* **Document**
+-------+
Matthew, order some Dia-Riki 930s off of ebay. SS hooks and you'll be surprised how good of a hook they are for the money. You'll also be surprised how affordable they are. They're good hooks.


----------



## MatthewAbbott (Feb 25, 2017)

Backwater said:


> Matthew, order some Dia-Riki 930s off of ebay. SS hooks and you'll be surprised how good of a hook they are for the money. You'll also be surprised how affordable they are. They're good hooks.


I’ll check into those. Thanks


----------



## lemaymiami (Feb 9, 2007)

A few words about premium hooks (from a guy that still buys his hooks by the 1000 per size both standard hooks and premium ones...). Premium hooks come extra sharp and strong - but that comes at a price - they don't bend and are brittle compared to an old Mustad 34007 (the basic stainless hook that most still use if they're doing a lot of fly tying for the salt - and not needing any extra strength...).

Those cheaper stainless hooks will bend - but rarely break in use and you'd be surprised how many fish you can land with a hook that's badly bent open - yet still holding.... They're not completely rust-free but will take a longer time to get enough rust to be weakened by it. Yes, they'll need to be sharpened (I use a 4" mill bastard file for that - and my first step for flies I'm using, or handing my anglers, is to flatten the barb on every hook before that sharpening - then it goes in the vise for tying...
+-------+
* **Provided data**
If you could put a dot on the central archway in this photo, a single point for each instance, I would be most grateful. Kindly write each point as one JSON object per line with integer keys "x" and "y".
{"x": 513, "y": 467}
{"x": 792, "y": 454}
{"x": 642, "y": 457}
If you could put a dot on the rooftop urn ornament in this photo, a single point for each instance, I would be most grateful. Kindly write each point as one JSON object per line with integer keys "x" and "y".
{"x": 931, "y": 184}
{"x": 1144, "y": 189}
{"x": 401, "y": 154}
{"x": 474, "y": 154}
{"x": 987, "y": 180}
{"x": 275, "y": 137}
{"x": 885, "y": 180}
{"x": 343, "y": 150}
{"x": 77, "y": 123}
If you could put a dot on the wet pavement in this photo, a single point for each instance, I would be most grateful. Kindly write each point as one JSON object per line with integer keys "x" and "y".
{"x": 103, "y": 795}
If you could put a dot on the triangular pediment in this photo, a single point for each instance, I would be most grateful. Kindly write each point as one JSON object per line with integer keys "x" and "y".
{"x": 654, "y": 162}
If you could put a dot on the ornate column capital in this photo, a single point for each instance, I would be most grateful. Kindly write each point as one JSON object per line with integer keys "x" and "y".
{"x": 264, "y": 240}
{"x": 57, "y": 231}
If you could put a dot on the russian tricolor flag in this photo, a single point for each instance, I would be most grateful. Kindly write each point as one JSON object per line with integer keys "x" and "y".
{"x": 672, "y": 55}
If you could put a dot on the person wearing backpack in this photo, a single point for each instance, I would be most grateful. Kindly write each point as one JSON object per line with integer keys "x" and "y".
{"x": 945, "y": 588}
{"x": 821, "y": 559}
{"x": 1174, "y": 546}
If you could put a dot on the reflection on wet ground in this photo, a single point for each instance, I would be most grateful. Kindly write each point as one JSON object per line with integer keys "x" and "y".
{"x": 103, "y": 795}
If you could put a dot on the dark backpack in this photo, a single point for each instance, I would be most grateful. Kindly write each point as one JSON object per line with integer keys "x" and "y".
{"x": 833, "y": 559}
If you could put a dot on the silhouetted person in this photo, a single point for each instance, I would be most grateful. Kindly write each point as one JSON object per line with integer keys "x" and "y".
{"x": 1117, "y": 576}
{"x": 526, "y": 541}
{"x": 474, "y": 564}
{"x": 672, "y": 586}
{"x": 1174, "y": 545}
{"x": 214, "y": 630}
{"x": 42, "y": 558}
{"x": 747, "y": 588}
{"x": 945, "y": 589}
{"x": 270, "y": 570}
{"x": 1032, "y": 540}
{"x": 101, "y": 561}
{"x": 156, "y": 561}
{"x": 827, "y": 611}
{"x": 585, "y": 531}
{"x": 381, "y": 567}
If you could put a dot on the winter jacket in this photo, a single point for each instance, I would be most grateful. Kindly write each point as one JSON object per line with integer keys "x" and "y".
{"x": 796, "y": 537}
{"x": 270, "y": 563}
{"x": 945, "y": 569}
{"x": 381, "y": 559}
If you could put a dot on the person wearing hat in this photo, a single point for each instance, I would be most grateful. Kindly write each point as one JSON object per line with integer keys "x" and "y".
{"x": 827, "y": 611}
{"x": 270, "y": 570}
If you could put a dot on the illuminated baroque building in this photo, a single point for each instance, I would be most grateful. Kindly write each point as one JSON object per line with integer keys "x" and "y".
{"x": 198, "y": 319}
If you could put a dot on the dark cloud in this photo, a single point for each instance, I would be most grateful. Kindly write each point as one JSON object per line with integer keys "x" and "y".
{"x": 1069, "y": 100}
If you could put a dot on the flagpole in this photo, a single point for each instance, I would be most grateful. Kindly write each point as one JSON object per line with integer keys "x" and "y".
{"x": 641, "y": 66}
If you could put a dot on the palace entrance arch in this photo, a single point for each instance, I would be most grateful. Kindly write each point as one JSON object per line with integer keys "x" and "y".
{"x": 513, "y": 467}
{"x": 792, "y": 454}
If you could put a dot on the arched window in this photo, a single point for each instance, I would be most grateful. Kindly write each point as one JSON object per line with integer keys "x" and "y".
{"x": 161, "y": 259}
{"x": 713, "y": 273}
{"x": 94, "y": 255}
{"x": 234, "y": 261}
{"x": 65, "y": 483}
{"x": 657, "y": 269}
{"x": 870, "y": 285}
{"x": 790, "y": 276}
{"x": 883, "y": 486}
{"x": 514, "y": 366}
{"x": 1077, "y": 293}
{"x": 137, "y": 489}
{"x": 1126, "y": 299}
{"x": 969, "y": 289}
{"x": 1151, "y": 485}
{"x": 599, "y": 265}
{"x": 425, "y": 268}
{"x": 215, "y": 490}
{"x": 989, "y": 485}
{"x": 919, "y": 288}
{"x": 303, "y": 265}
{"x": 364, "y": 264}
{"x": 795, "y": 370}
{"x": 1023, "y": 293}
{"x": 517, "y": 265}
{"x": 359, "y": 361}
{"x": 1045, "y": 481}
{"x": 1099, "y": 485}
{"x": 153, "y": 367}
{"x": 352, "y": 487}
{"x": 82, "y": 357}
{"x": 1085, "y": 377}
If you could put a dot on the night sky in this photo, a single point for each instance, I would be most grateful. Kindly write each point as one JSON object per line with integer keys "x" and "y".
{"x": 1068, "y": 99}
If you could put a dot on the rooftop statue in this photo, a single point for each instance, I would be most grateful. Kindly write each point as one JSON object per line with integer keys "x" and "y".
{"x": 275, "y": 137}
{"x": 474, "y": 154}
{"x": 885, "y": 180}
+-------+
* **Tasks to perform**
- A) Translate this sentence from the hook discussion into Spanish: "They're not completely rust-free but will take a longer time to get enough rust to be weakened by it."
- B) Answer these questions from the hook discussion:
(i) Which hooks does Backwater suggest ordering off of eBay?
(ii) What tool does lemaymiami use to sharpen hooks?
(iii) Which hook does lemaymiami call the basic stainless hook that most still use?
- C) In the order given, list the steps lemaymiami describes in the hook discussion for preparing a hook that will be used.

* **Answers in order**
- A) No están completamente libres de óxido, pero tardarán más en acumular suficiente óxido como para debilitarse por ello.

- B)
(i) Dia-Riki 930s
(ii) A 4" mill bastard file
(iii) The Mustad 34007

- C)
1. Flatten the barb on the hook.
2. Sharpen the hook.
3. Put it in the vise for tying.